**What is expected**
Among the entries that follow, find every line with the word "sign" and list it.

──────────────────────────────

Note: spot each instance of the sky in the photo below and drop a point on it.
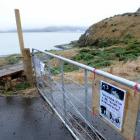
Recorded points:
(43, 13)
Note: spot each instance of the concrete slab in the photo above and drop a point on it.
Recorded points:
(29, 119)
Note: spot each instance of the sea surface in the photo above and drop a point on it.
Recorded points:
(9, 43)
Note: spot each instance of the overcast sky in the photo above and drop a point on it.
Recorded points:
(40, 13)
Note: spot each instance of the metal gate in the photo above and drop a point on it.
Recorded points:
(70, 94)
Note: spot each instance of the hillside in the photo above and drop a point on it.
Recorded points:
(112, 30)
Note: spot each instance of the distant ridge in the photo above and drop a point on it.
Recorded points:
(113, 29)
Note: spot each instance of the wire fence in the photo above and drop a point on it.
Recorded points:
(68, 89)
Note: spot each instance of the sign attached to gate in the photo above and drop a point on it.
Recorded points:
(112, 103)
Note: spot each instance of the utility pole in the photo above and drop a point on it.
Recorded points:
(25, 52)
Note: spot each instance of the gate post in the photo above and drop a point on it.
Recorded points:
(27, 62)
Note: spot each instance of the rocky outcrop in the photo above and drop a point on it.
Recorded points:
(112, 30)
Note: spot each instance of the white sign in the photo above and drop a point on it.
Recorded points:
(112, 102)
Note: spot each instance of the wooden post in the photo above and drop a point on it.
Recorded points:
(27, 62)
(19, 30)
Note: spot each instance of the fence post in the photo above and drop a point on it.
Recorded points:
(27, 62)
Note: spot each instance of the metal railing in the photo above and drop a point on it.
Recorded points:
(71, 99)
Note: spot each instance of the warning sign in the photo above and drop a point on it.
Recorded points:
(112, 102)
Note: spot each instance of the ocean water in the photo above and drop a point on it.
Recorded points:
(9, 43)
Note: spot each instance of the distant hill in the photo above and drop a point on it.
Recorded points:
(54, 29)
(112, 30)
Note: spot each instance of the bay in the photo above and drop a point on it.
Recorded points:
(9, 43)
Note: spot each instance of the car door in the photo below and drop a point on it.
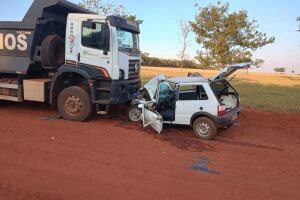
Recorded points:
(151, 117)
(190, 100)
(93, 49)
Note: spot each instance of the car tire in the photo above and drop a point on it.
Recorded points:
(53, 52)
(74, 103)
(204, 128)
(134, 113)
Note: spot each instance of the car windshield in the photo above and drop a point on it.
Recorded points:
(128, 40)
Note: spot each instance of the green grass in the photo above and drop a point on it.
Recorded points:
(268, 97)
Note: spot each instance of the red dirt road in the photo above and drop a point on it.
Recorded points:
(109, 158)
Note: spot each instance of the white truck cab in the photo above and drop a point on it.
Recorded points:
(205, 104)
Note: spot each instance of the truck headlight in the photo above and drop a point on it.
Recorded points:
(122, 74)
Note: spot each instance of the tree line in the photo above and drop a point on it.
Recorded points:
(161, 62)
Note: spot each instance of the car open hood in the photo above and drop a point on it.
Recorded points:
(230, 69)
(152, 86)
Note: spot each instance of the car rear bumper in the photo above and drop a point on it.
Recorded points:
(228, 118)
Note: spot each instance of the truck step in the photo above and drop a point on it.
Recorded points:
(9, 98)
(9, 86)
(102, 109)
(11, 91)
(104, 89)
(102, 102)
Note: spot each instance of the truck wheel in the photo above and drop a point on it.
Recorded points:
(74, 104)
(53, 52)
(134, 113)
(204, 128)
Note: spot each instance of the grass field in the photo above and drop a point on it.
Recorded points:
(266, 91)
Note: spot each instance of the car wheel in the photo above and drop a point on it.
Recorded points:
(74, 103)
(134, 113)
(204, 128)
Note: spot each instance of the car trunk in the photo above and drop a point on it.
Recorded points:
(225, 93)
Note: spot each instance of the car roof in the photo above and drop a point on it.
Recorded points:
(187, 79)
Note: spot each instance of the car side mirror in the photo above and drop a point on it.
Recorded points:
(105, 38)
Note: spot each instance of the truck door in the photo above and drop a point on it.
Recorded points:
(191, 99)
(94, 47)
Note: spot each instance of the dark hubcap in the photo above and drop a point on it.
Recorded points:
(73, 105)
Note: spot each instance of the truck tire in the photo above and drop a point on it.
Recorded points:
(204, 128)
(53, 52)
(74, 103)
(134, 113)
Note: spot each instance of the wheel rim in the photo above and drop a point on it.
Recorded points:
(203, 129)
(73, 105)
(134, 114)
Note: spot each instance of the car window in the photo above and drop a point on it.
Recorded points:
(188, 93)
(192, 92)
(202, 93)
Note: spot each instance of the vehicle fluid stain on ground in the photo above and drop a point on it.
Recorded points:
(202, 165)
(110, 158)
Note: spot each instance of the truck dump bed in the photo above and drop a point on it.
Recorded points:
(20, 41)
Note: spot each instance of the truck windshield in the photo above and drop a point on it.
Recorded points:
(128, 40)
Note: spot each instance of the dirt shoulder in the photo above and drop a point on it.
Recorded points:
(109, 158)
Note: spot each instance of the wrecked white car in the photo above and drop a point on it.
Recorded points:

──────────────────────────────

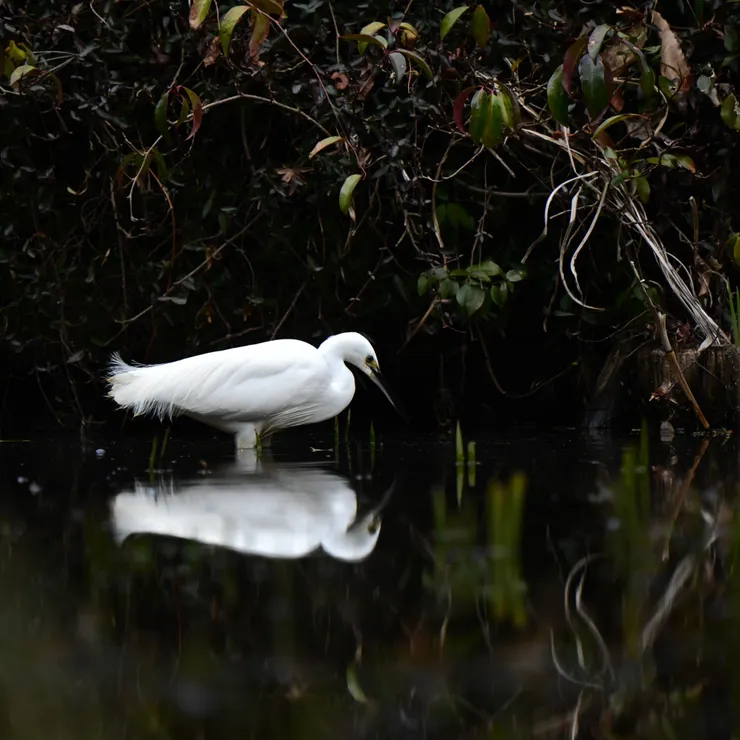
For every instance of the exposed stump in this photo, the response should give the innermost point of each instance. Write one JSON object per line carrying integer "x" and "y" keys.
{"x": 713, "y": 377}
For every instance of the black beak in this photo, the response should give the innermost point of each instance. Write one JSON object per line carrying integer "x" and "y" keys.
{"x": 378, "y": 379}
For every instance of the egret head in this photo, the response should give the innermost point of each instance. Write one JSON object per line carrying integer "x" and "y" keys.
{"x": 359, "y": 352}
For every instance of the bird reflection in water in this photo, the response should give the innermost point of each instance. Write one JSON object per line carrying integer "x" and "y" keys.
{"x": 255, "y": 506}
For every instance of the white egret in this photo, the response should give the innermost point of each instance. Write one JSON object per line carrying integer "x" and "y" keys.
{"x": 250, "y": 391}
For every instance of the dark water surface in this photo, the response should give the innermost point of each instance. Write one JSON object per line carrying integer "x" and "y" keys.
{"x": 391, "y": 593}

──────────────────────────────

**Exercise output**
Note: spot each instance of the sign attached to gate in the photo above and drop a point on it.
Note: spot each instance of the white sign in the photo above and drop a point on it.
Note: spot each instance of the warning sign in the photo above and drop a point on it.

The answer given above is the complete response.